[Annotated coordinate records]

↓↓↓

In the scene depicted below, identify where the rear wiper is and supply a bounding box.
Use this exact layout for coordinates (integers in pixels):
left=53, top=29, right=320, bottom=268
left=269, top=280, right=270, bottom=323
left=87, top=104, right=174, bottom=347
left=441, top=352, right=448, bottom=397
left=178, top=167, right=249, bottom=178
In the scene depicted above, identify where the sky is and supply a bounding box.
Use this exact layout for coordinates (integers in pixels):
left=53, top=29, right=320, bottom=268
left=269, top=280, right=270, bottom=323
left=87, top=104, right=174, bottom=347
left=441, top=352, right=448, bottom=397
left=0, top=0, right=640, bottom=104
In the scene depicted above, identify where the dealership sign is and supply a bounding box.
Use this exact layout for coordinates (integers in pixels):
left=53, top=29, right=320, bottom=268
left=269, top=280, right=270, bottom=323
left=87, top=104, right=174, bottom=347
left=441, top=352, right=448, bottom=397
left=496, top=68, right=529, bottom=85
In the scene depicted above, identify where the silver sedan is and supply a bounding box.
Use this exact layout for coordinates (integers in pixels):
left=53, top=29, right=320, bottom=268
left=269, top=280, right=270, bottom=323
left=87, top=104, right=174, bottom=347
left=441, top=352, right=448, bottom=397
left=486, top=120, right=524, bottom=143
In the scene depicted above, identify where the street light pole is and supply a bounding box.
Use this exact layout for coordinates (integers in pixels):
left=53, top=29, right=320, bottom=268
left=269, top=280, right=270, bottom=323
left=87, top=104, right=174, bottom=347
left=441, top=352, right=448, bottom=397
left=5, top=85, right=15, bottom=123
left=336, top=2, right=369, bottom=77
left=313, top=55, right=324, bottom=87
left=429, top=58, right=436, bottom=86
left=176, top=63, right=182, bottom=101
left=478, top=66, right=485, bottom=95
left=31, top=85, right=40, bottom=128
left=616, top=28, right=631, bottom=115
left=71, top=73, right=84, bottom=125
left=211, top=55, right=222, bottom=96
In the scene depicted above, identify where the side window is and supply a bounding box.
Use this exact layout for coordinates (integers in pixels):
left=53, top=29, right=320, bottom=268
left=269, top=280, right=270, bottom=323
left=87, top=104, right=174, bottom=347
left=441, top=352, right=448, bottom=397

↑↑↑

*TASK BRIEF*: Please render every line of the items above as a JSON list of strings, one string per line, leaving out blank lines.

*ANSWER TO THE TASK*:
[
  "In the scene depicted below, identify where the rear wiper is and supply a bounding box.",
  "Use this exact layout for coordinates (integers in pixels):",
  "left=53, top=29, right=320, bottom=268",
  "left=269, top=280, right=270, bottom=323",
  "left=87, top=104, right=174, bottom=347",
  "left=441, top=352, right=448, bottom=397",
  "left=178, top=167, right=249, bottom=178",
  "In the scene depicted above, identify where the sky is and supply a bounding box.",
  "Use this exact layout for coordinates (integers in pixels):",
  "left=53, top=29, right=320, bottom=268",
  "left=269, top=280, right=270, bottom=323",
  "left=87, top=104, right=174, bottom=347",
  "left=441, top=352, right=448, bottom=397",
  "left=0, top=0, right=640, bottom=104",
  "In the scene depicted above, identify where the dealership sign is and supply a bounding box.",
  "Use this exact layout for coordinates (integers in pixels):",
  "left=53, top=29, right=320, bottom=268",
  "left=269, top=280, right=270, bottom=323",
  "left=87, top=104, right=174, bottom=347",
  "left=441, top=352, right=448, bottom=397",
  "left=496, top=68, right=529, bottom=85",
  "In the scene depicted above, identify where the silver sedan is and supply a bounding box.",
  "Use this exact layout for coordinates (integers in pixels):",
  "left=53, top=29, right=320, bottom=268",
  "left=269, top=280, right=270, bottom=323",
  "left=87, top=104, right=174, bottom=347",
  "left=441, top=352, right=448, bottom=397",
  "left=486, top=120, right=524, bottom=143",
  "In the scene depicted above, identify where the street light pole is and supply a bounding box.",
  "Use this exact layout for coordinates (integers in pixels):",
  "left=53, top=29, right=320, bottom=268",
  "left=269, top=280, right=270, bottom=323",
  "left=87, top=104, right=174, bottom=347",
  "left=441, top=352, right=448, bottom=397",
  "left=5, top=85, right=15, bottom=123",
  "left=336, top=2, right=369, bottom=77",
  "left=313, top=55, right=324, bottom=87",
  "left=429, top=58, right=436, bottom=86",
  "left=176, top=63, right=182, bottom=101",
  "left=478, top=66, right=485, bottom=95",
  "left=31, top=85, right=40, bottom=128",
  "left=616, top=28, right=631, bottom=115",
  "left=71, top=73, right=84, bottom=125",
  "left=211, top=55, right=222, bottom=96",
  "In the scene depicted above, identify where the side window is and supply a bounding box.",
  "Use this exact layout for coordinates (integers in pixels):",
  "left=53, top=29, right=320, bottom=268",
  "left=269, top=280, right=270, bottom=323",
  "left=87, top=104, right=174, bottom=347",
  "left=441, top=352, right=448, bottom=397"
]